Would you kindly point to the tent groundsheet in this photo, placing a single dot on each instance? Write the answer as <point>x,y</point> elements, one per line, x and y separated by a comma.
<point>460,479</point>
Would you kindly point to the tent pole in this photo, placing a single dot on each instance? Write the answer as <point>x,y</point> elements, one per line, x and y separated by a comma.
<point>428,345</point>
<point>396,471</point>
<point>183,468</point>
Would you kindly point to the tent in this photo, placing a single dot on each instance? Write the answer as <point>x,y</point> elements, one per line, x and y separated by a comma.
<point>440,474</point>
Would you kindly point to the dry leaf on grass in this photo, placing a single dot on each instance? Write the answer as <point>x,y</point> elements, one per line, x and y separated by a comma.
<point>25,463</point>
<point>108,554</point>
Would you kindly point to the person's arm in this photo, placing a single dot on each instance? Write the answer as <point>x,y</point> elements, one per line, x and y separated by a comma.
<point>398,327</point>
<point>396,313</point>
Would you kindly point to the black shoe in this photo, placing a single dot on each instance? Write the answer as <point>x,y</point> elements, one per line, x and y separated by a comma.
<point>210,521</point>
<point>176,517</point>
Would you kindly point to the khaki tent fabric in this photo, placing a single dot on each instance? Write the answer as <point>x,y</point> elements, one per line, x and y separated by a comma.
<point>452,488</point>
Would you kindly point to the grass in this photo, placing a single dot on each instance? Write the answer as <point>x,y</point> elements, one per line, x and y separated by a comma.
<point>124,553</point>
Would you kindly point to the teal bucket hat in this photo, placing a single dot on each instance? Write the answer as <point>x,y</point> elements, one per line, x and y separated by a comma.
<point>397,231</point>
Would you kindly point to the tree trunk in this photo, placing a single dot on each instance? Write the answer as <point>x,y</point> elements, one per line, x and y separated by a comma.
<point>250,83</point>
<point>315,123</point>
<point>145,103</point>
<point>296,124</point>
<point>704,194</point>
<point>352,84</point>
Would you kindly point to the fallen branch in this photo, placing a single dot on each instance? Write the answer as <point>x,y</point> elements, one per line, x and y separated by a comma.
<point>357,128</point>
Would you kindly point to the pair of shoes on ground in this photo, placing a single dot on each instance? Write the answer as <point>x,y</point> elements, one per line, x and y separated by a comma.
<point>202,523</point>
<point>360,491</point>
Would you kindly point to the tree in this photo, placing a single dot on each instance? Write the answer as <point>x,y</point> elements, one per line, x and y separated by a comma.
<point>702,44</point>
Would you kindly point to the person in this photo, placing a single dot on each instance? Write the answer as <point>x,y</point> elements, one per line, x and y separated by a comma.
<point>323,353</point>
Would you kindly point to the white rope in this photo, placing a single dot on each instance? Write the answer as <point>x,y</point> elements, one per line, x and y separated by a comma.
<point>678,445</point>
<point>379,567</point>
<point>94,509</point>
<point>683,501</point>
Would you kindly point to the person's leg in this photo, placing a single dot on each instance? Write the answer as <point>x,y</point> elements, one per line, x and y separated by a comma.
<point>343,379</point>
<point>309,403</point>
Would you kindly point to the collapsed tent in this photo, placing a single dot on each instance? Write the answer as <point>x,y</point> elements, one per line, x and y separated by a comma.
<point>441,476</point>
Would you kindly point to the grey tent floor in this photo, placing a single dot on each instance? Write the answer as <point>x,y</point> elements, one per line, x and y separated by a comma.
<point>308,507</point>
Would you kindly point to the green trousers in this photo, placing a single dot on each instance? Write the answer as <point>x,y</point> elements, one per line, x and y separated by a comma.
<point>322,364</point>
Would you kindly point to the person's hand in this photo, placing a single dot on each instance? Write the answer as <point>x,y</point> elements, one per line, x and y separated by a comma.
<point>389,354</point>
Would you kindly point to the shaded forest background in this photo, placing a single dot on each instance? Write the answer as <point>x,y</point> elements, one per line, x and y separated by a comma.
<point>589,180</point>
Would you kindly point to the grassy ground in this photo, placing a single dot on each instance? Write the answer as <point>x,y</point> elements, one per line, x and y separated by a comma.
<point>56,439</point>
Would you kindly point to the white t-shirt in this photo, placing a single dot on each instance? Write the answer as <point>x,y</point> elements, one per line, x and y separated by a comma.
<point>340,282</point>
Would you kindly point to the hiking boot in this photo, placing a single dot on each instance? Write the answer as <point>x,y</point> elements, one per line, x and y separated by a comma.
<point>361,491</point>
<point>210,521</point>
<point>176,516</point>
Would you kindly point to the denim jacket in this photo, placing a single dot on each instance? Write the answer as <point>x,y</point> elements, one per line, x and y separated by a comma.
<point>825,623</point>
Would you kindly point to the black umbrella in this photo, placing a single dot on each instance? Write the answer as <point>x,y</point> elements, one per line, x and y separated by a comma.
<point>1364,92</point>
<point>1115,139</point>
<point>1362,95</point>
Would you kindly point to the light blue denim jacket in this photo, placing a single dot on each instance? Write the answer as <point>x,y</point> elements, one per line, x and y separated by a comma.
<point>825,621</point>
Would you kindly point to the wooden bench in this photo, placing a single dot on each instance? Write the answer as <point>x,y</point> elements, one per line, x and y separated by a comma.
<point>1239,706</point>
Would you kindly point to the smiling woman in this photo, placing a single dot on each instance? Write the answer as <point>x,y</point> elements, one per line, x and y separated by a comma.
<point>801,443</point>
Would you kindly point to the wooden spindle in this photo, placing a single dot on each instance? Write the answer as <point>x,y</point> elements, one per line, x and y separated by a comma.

Problem details: Print the data above exactly as it was provided.

Output:
Would you kindly point to the tent groundsheet in this photo, placing a single dot on each instance? Write the answer as <point>x,y</point> elements, one per line, x and y separated by a comma.
<point>460,479</point>
Would you kindly point to the tent pole in this photo, placing a single dot on each instance? Write the answer as <point>x,y</point> elements, one per line, x and y separated by a comma.
<point>428,345</point>
<point>396,471</point>
<point>183,468</point>
Would you kindly point to the tent in this photo, placing a single dot on each instance? Write the answer as <point>x,y</point> elements, one per line, x and y separated by a comma.
<point>440,474</point>
Would you kindly point to the dry leaf on grass in this photo, placing a single dot on each instance? Write the answer as <point>x,y</point> elements, one per line, x and y separated by a comma.
<point>25,463</point>
<point>108,554</point>
Would you kindly point to the person's arm in this photo, placing a single dot on each instance? Write the answer as <point>x,y</point> elements, one per line, x and y separated by a comma.
<point>398,327</point>
<point>396,313</point>
Would you kindly point to the black shoe in this photo, placing a single dot on each instance? Write the answer as <point>x,y</point> elements, one per line, x and y separated by a comma.
<point>210,521</point>
<point>176,517</point>
Would you kindly point to the khaki tent fabric in this photo, placing a single dot on each instance? Write the answer as <point>x,y</point> elements, one per line, x and y separated by a comma.
<point>452,488</point>
Would you kindly point to the grass in this photo, placing a single dot on each instance? Write the answer as <point>x,y</point> elements, one per line, x and y separated by a comma.
<point>124,553</point>
Would you kindly point to the teal bucket hat in this photo, placing a single dot on each instance? Write the answer as <point>x,y</point> elements, one per line, x and y separated by a comma.
<point>397,231</point>
Would you kindly point to the tree trunk in this photo, placing a single dot on each instance? Write the answer as <point>x,y</point> elements, one per line, x and y separated by a comma.
<point>250,83</point>
<point>315,123</point>
<point>145,103</point>
<point>296,124</point>
<point>704,194</point>
<point>352,84</point>
Would you kindly point to the fallen branch in this photo, placing a single dot on each instance? Write the answer as <point>x,y</point> elements, one per line, x and y separated by a comma.
<point>357,128</point>
Would you kindly point to the pair of shoes on ground in this photo, placing a single dot on each instance? Write the answer as <point>x,y</point> elements, one per line, x and y separated by a comma.
<point>202,523</point>
<point>360,491</point>
Would you kindly point to the tree in this photo, placing a single dot on each instance? Write the answer as <point>x,y</point> elements, one per line, x and y separated by a comma.
<point>702,44</point>
Would you kindly point to the person in this photo, placing a single dot on each instance? Write the answer as <point>x,y</point> elements, one per line, x and y separated by a comma.
<point>323,353</point>
Would you kindly point to the white rope in this photo, placing a single dot on each instance? Write the answer as <point>x,y</point> elements, one per line, x and y separated by a comma.
<point>678,445</point>
<point>379,567</point>
<point>94,509</point>
<point>683,501</point>
Would you kindly point to the person's leg in this photo, placing a single dot on each instance? Write the answer as <point>x,y</point> elements, one per line, x and y separated by a comma.
<point>343,379</point>
<point>309,403</point>
Would you kindly point to the collapsed tent in this photo, placing a single dot on each instance? Write the answer as <point>x,y</point> elements, one per line, x and y separated by a comma.
<point>441,476</point>
Would you kindly point to the grey tent floor in this photo, placing a single dot on each instance? Write the answer as <point>x,y</point> elements, one per line, x and y separated by a comma.
<point>308,507</point>
Would you kindly point to the green trousers in this photo, placing a single dot on each instance? Write the answer as <point>x,y</point> elements, one per line, x and y separated by a comma.
<point>322,364</point>
Would you kindly point to the person's hand in this photo, placing a single dot on each instance? Write the answer as <point>x,y</point> elements, one per line, x and y separated by a comma.
<point>389,354</point>
Would you kindly point to the shaded forest background in this photo, placing a single dot on each instance? Write the answer as <point>x,y</point> elements, one per line, x and y separated by a comma.
<point>589,180</point>
Would you kindly point to the grassy ground in this photo, placing a single dot on each instance? Write the answer as <point>x,y</point> elements, one per line, x and y separated by a comma.
<point>56,439</point>
Would you kindly point to the white t-shirt in this photo, placing a single dot on each instance? Write the answer as <point>x,y</point> elements, one per line, x and y separated by a comma.
<point>340,282</point>
Would you kindly point to the hiking boot in this photo, placing a single dot on each instance? Write the answer as <point>x,y</point> elements, one per line, x and y separated by a comma.
<point>361,491</point>
<point>210,521</point>
<point>176,516</point>
Would you kindly point to the denim jacket in this photo, placing a single dot on each instance? Write the answer as <point>x,y</point> elements, one per line, x and y separated by a comma.
<point>825,623</point>
Would you kindly point to the black umbrella in this photo, placing a single dot on each instance? Write the answer as <point>x,y</point> elements, one per line, x and y separated by a comma.
<point>1364,92</point>
<point>1115,139</point>
<point>1362,95</point>
Would you kindly point to the light blue denim jacket in this photo, placing a single dot on each instance? Write the answer as <point>x,y</point> elements, one per line, x and y separated by a comma.
<point>825,621</point>
Would you kindly point to the wooden bench in this photo, placing a single dot on each instance? Write the answer as <point>x,y</point> elements, one per line, x and y separated by a comma.
<point>1239,706</point>
Would you kindly point to the smiling woman in this photo, placing a single dot on each instance? Write the answer as <point>x,y</point> elements, one per line, x and y separated by a comma.
<point>801,443</point>
Would you kindly point to the wooden spindle in this photo, placing a single dot on each instance? Write the answer as <point>x,y</point> elements, one per line, x and y separated by a comma.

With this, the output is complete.